THE PROBLEM —
For this exercise, write each entry below out precisely and omit the pictures.

Referring expression data —
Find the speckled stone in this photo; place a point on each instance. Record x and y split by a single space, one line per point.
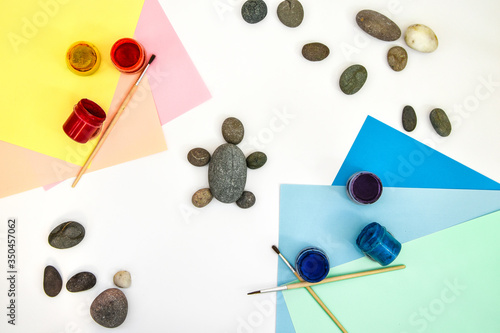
315 51
198 157
353 79
227 173
409 118
246 200
254 11
110 308
397 57
52 281
202 197
81 282
440 122
233 130
291 13
66 235
378 25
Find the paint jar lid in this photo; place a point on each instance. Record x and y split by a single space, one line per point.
83 58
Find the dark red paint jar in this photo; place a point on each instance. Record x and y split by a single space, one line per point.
85 122
128 55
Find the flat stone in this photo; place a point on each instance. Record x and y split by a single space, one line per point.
198 157
397 57
202 197
110 308
440 122
254 11
353 79
246 200
233 130
421 38
81 282
409 118
315 51
378 25
291 13
227 173
52 281
66 235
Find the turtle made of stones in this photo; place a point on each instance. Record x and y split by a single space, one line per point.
227 168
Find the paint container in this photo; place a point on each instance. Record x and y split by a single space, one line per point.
378 244
85 122
312 264
364 188
83 58
128 55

EXERCISE RESPONSE —
Find the speckled stone in this photo; place a point on each instance. Record x and y split by a single space, one line per point.
315 51
198 157
353 79
227 173
409 118
246 200
254 11
110 308
397 57
52 281
202 197
81 282
440 122
233 130
291 13
66 235
378 25
Find the paint jar lid in this photo; place a point on each instance. Record x and y split by a single space, one line per point.
83 58
Find the dark red paint jar in this photo; place a point on each instance. Record x and y split by a single space, one line per point.
85 122
128 55
Find the flat stone in this photo; place a point on each instance. Record x and y split by a single space, one line per point.
198 157
397 57
202 197
110 308
440 122
254 11
353 79
246 200
233 130
421 38
81 282
409 118
315 51
378 25
291 13
227 173
52 281
66 235
Find the turtle made of stones in this photo; place a point on each instance. Record x and y split by a single space, one line per point.
227 168
Find the paint container in this photo; place a point on each instance. Record x and y split by a single space, one line per point.
378 244
85 122
312 264
364 188
83 58
128 55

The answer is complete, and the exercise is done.